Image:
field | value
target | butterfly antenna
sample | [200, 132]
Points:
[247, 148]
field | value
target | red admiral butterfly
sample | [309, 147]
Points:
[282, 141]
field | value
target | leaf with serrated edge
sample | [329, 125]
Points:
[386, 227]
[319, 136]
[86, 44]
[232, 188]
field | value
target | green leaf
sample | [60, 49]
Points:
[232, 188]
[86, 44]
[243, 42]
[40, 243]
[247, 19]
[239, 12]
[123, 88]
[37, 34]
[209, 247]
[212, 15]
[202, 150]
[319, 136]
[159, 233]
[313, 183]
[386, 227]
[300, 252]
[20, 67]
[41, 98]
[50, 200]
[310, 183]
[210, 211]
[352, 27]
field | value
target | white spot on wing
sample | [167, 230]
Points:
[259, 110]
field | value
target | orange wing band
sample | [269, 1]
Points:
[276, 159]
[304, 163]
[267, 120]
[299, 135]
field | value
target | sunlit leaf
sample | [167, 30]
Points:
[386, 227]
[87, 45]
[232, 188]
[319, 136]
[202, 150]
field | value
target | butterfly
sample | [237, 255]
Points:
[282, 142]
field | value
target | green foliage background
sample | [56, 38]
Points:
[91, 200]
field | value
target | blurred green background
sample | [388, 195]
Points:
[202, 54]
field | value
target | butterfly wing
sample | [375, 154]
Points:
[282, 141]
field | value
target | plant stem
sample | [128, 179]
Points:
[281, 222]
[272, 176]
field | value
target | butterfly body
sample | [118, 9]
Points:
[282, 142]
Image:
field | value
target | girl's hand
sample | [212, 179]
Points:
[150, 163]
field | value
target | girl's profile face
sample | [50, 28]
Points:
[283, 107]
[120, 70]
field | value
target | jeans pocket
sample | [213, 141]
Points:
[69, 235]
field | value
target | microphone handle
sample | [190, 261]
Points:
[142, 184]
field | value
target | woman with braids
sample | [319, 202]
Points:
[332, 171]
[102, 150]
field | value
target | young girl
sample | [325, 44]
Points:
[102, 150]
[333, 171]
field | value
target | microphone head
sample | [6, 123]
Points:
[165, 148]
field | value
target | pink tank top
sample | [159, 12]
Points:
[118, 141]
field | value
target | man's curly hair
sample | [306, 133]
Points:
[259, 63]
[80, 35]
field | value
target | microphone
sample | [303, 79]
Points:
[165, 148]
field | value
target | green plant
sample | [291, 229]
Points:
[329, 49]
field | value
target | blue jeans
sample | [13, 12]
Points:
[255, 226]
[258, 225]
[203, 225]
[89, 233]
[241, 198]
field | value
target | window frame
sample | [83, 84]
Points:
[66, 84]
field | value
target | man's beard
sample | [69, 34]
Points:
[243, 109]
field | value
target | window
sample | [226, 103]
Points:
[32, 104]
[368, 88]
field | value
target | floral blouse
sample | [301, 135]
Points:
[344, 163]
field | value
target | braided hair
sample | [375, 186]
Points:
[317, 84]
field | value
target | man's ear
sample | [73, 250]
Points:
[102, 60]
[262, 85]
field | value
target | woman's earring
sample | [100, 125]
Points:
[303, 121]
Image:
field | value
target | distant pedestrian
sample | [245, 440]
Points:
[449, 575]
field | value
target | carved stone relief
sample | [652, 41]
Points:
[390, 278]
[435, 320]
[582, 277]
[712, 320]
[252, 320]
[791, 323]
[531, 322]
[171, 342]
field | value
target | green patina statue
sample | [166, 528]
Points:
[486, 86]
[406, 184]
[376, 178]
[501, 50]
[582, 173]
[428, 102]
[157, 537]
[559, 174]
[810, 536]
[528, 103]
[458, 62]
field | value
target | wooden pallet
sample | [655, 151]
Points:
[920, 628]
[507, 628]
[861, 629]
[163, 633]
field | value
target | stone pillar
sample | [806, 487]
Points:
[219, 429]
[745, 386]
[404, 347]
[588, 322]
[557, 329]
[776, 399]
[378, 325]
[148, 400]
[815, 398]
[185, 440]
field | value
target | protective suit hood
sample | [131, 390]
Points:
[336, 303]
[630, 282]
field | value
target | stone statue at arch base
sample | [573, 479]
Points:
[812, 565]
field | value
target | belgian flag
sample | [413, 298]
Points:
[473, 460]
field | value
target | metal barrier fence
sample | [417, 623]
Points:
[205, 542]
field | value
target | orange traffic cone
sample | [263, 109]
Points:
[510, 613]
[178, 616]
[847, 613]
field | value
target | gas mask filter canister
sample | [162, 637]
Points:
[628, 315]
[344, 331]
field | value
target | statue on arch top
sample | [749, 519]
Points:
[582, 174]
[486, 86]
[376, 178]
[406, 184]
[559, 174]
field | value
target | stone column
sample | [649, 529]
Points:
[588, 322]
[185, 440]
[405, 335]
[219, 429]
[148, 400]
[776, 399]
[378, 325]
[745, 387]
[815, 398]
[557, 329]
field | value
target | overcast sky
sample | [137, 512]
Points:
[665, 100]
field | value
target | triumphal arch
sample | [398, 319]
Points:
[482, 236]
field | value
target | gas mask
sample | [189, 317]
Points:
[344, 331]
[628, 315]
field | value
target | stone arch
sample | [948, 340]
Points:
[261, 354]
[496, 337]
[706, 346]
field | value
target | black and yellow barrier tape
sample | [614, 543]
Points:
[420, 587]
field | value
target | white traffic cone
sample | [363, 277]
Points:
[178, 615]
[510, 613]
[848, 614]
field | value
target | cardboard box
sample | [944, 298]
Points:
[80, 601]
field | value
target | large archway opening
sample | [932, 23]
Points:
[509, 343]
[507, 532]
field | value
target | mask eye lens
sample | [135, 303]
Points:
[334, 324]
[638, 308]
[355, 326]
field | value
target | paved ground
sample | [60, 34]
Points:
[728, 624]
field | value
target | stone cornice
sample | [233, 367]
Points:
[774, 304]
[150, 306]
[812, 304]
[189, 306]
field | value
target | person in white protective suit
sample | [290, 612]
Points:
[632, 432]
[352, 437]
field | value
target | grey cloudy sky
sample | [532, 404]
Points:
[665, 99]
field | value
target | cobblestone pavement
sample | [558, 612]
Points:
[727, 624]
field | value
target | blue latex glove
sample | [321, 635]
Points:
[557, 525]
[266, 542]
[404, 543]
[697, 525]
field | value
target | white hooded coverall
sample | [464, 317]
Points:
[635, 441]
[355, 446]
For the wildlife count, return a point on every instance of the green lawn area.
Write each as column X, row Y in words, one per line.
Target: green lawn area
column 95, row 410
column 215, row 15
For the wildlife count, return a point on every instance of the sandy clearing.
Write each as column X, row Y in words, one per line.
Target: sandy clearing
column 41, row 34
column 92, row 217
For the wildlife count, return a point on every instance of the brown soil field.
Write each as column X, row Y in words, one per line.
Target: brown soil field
----
» Instructions to follow:
With nothing left out, copy the data above exactly.

» Response to this task:
Image:
field | value
target | butterfly antenna
sample | [200, 132]
Points:
[247, 148]
field | value
target | red admiral butterfly
sample | [309, 147]
Points:
[282, 141]
field | value
target | leaf with serrated edge
sample | [329, 125]
Points:
[386, 227]
[319, 136]
[86, 44]
[232, 188]
field | value
target | green leaf
sample | [60, 49]
Points:
[232, 188]
[86, 44]
[243, 42]
[40, 243]
[247, 19]
[239, 12]
[123, 88]
[37, 34]
[209, 247]
[212, 15]
[202, 150]
[319, 136]
[159, 233]
[313, 183]
[386, 227]
[300, 252]
[20, 67]
[41, 98]
[50, 200]
[310, 183]
[210, 211]
[352, 27]
field | value
target | white spot on wing
sample | [167, 230]
Points:
[259, 110]
field | value
target | orange wing band
sample | [269, 1]
Points:
[276, 159]
[304, 163]
[267, 120]
[299, 135]
field | value
target | sunlit leaf
sample | [167, 30]
Points:
[386, 227]
[87, 45]
[232, 188]
[319, 136]
[202, 150]
field | value
target | butterfly
sample | [237, 255]
Points:
[282, 142]
field | value
target | green foliage background
sample | [56, 38]
Points:
[91, 200]
field | value
target | blurred green background
sample | [388, 195]
Points:
[202, 54]
field | value
target | butterfly wing
sample | [375, 154]
Points:
[282, 141]
field | value
target | plant stem
sample | [128, 179]
Points:
[281, 222]
[272, 176]
field | value
target | butterfly body
sample | [118, 9]
Points:
[282, 142]
Image:
field | value
target | girl's hand
sample | [212, 179]
Points:
[150, 163]
field | value
target | girl's profile face
sample | [50, 28]
Points:
[283, 107]
[120, 70]
field | value
target | jeans pocket
sample | [213, 141]
Points:
[69, 235]
field | value
target | microphone handle
sample | [190, 261]
Points:
[142, 184]
field | value
target | woman with braids
sample | [319, 202]
Points:
[332, 171]
[102, 150]
field | value
target | young girl
sample | [325, 44]
Points:
[102, 150]
[333, 171]
field | value
target | microphone head
sample | [6, 123]
Points:
[165, 148]
field | value
target | pink tank top
sample | [159, 12]
Points:
[118, 141]
field | value
target | man's curly hair
sample | [306, 133]
Points:
[259, 63]
[80, 35]
field | value
target | microphone
sample | [303, 79]
Points:
[165, 148]
field | value
target | green plant
sample | [291, 229]
Points:
[329, 49]
field | value
target | blue jeans
sample | [13, 12]
Points:
[255, 226]
[258, 225]
[203, 225]
[89, 233]
[241, 198]
field | value
target | window frame
sample | [83, 84]
Points:
[66, 84]
field | value
target | man's beard
sample | [69, 34]
Points:
[243, 109]
field | value
target | window
sample | [226, 103]
Points:
[32, 104]
[368, 88]
field | value
target | floral blouse
sample | [301, 135]
Points:
[344, 163]
field | value
target | braided hair
sample | [375, 186]
Points:
[317, 84]
field | value
target | man's ear
sample | [73, 250]
Points:
[102, 60]
[262, 85]
field | value
target | woman's earring
sample | [100, 125]
Points:
[303, 121]
Image:
field | value
target | distant pedestrian
sample | [245, 440]
Points:
[449, 575]
field | value
target | carved stone relief
sample | [652, 41]
Points:
[390, 278]
[435, 320]
[582, 277]
[712, 320]
[252, 320]
[791, 323]
[531, 322]
[171, 342]
field | value
target | green patina statue
sample | [166, 528]
Points:
[486, 86]
[406, 184]
[376, 178]
[501, 50]
[582, 173]
[428, 102]
[157, 537]
[559, 174]
[810, 536]
[528, 103]
[458, 62]
field | value
target | wooden pallet
sample | [655, 151]
Points:
[920, 628]
[507, 628]
[861, 629]
[163, 633]
field | value
target | stone pillar
sample | [806, 487]
Points:
[219, 429]
[745, 386]
[404, 347]
[588, 322]
[557, 329]
[776, 399]
[378, 325]
[148, 400]
[815, 398]
[185, 440]
field | value
target | protective suit hood
sample | [131, 390]
Points:
[336, 303]
[630, 282]
field | value
target | stone statue at arch base
sample | [573, 479]
Points:
[812, 565]
field | value
target | belgian flag
sample | [413, 298]
Points:
[473, 460]
field | value
target | metal barrier fence
sample | [417, 623]
Points:
[205, 542]
field | value
target | orange traffic cone
sample | [263, 109]
Points:
[510, 613]
[178, 616]
[847, 613]
field | value
target | gas mask filter canister
sample | [162, 637]
Points:
[628, 315]
[344, 331]
field | value
target | statue on arch top
sample | [749, 519]
Points:
[582, 174]
[486, 86]
[376, 178]
[406, 184]
[559, 174]
field | value
target | stone column
sample | [649, 529]
Points:
[588, 322]
[185, 440]
[405, 335]
[219, 429]
[148, 400]
[776, 399]
[378, 325]
[745, 387]
[815, 398]
[557, 329]
field | value
target | overcast sky
sample | [137, 512]
Points:
[665, 100]
field | value
target | triumphal arch
sample | [398, 319]
Points:
[482, 236]
field | value
target | gas mask
sample | [189, 317]
Points:
[344, 331]
[628, 315]
field | value
target | stone arch
sample | [948, 340]
Points:
[261, 354]
[496, 337]
[706, 346]
field | value
target | black and yellow barrier tape
sample | [614, 543]
Points:
[420, 587]
field | value
target | white traffic cone
sample | [363, 277]
Points:
[178, 615]
[510, 613]
[848, 614]
field | value
target | cardboard box
sample | [944, 298]
Points:
[80, 601]
field | value
target | large archway opening
sample | [932, 23]
Points:
[509, 343]
[507, 532]
field | value
target | mask eye lens
sample | [135, 303]
Points:
[334, 324]
[638, 308]
[355, 326]
field | value
target | paved ground
sample | [60, 34]
Points:
[728, 624]
field | value
target | stone cornice
sample | [233, 367]
Points:
[774, 304]
[150, 306]
[812, 304]
[189, 306]
field | value
target | person in white protective suit
sample | [290, 612]
Points:
[632, 432]
[352, 437]
field | value
target | grey cloudy sky
sample | [532, 404]
Points:
[665, 99]
field | value
target | cobblestone pavement
sample | [558, 612]
Points:
[727, 624]
field | value
target | blue latex glove
sample | [321, 635]
Points:
[557, 525]
[266, 542]
[404, 543]
[697, 525]
field | value
target | white hooded coverall
sample | [464, 317]
Points:
[635, 441]
[355, 446]
For the wildlife count, return a point on every instance of the green lawn area.
Write each as column X, row Y in words, one per line.
Target: green lawn area
column 95, row 410
column 215, row 15
For the wildlife count, return a point on every instance of the sandy clearing.
Write each as column X, row Y in words, one per line.
Target: sandy clearing
column 41, row 34
column 92, row 217
For the wildlife count, return a point on every instance of the brown soil field.
Write each as column X, row Y in words, one per line.
Target: brown soil field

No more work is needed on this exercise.